** What the task requires **
Can you set out everything in the data below, from its first line down to and including the line containing "[1020, 548]", as a numbered list with any blank lines dropped?

------------------------------------------------------------------------

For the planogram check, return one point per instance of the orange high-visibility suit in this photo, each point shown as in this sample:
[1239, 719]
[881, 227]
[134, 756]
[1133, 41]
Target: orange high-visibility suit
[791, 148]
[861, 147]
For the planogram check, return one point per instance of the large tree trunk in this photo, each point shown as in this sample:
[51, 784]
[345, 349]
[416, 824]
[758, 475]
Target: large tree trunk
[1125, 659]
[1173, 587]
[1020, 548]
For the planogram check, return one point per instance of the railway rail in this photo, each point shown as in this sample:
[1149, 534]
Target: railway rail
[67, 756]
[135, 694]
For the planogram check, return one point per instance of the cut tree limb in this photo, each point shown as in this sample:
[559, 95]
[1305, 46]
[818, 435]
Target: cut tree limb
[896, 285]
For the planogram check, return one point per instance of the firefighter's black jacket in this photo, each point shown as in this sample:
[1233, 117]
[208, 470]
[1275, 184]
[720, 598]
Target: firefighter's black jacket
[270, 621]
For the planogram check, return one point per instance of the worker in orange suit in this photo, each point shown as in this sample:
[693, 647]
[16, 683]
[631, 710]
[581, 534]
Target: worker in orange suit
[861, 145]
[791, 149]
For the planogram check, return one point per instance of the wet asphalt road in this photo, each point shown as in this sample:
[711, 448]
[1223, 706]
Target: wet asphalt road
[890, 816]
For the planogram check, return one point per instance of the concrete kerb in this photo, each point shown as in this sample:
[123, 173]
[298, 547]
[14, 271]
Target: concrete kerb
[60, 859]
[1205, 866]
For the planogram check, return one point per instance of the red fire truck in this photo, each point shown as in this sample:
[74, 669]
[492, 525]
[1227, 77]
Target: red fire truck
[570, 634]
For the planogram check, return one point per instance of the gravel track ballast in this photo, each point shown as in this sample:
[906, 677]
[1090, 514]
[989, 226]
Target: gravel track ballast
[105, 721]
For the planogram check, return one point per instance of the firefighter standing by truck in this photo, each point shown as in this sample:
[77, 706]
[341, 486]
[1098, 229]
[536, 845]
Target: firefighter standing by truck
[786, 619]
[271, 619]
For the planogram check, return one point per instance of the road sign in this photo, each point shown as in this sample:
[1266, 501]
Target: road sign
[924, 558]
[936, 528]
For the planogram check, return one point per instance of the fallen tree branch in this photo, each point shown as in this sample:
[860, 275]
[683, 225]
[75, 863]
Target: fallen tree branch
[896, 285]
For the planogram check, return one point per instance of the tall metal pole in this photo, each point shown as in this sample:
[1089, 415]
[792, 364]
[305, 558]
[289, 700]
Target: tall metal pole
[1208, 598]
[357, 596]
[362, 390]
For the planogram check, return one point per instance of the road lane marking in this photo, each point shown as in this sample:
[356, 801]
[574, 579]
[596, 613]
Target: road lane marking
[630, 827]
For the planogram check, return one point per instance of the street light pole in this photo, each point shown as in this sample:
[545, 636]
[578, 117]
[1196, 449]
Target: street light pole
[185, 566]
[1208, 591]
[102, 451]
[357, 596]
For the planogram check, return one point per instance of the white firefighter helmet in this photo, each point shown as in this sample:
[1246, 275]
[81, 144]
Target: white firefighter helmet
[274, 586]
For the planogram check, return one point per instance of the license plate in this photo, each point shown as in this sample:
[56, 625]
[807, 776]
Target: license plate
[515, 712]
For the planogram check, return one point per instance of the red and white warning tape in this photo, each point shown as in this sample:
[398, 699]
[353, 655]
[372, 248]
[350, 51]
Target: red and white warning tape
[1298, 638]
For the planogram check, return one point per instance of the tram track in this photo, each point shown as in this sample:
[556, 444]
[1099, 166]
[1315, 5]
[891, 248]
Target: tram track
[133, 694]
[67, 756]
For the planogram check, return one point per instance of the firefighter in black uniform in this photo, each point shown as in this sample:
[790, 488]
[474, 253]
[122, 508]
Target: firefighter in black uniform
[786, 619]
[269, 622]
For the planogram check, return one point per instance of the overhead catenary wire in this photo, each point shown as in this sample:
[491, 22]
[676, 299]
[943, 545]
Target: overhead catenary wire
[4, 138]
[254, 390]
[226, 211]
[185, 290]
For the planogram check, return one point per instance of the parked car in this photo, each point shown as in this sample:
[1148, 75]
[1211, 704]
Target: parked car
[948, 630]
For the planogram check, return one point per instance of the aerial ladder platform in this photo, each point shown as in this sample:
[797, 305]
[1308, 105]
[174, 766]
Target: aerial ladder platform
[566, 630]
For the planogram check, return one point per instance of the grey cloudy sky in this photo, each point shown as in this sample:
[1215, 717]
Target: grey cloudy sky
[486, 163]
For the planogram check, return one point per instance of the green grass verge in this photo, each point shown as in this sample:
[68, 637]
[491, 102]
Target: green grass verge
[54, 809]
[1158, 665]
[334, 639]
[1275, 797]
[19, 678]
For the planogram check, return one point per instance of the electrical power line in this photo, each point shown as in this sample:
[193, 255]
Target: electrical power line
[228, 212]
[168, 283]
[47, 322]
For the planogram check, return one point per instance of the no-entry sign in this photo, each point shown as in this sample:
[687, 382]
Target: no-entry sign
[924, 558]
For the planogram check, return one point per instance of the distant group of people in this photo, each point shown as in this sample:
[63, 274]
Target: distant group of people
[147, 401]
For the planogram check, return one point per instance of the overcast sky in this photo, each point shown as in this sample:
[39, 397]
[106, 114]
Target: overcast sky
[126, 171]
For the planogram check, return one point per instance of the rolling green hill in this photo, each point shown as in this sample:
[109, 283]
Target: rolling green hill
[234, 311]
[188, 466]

------------------------------------------------------------------------

** Solution below **
1. For the planogram check, return one point per instance of the orange high-visibility suit in this photo, each point shown as in this sample:
2. [1239, 719]
3. [881, 227]
4. [134, 756]
5. [1133, 41]
6. Target: orange high-visibility suit
7. [791, 148]
8. [861, 147]
9. For the planogram check, return one point per instance of the large tree trunk in this photo, each point shown as in this sample:
10. [51, 784]
11. [345, 349]
12. [416, 824]
13. [758, 475]
14. Target: large tree trunk
15. [1125, 659]
16. [1173, 587]
17. [1020, 548]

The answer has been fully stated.